- **Your objective**:
Select and copy each line of the items that contains the word "cyclist". Case counts.

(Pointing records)
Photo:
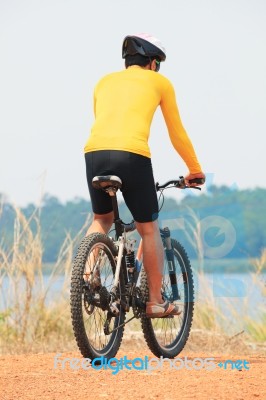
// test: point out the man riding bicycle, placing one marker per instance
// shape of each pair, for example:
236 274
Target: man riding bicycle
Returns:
124 105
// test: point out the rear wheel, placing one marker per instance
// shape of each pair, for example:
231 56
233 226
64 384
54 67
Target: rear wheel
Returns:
91 282
167 336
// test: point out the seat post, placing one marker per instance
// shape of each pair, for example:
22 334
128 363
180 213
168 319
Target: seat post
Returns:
117 220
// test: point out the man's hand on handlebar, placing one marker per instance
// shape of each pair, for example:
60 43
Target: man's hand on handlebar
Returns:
195 179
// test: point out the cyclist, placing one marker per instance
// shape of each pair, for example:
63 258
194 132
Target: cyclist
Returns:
124 105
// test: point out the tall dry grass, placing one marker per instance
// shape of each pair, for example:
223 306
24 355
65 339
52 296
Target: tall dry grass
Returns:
29 319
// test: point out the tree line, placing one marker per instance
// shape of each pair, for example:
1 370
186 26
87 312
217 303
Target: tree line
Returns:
222 222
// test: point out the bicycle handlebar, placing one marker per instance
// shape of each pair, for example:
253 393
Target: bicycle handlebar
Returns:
180 184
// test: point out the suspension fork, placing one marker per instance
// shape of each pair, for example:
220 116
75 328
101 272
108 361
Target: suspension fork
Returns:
169 252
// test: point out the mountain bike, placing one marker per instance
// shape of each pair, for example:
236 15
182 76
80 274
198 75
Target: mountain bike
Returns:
109 282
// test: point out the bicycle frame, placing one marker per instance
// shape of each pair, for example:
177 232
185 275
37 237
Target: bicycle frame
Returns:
121 230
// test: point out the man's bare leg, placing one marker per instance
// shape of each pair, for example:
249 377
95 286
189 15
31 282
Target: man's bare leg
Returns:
153 258
101 223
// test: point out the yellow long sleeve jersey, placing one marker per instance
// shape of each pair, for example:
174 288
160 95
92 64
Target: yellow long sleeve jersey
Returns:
124 105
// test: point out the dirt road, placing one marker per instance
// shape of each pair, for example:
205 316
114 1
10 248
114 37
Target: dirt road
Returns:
34 377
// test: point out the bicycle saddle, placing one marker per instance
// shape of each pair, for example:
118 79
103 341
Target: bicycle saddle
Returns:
104 182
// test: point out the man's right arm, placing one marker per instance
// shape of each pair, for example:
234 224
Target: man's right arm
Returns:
177 133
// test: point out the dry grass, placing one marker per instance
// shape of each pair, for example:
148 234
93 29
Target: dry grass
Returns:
28 321
31 323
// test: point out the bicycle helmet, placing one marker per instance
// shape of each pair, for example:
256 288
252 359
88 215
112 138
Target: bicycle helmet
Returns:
143 44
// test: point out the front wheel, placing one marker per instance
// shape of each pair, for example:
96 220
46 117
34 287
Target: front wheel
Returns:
95 327
167 336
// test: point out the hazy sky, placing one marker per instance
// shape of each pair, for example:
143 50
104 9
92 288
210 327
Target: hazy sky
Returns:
52 53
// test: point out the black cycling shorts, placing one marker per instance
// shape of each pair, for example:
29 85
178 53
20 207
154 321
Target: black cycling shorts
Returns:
138 187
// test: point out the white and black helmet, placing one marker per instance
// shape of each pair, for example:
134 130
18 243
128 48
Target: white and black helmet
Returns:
143 44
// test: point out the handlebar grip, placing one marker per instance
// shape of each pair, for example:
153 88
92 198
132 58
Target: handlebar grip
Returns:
198 181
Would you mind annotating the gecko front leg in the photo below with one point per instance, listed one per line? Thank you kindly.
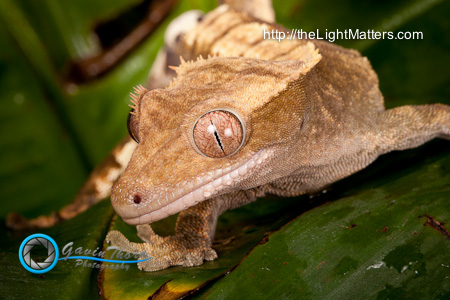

- **Output for this task**:
// test: point out the cyclist, placing one marker per instance
Target: cyclist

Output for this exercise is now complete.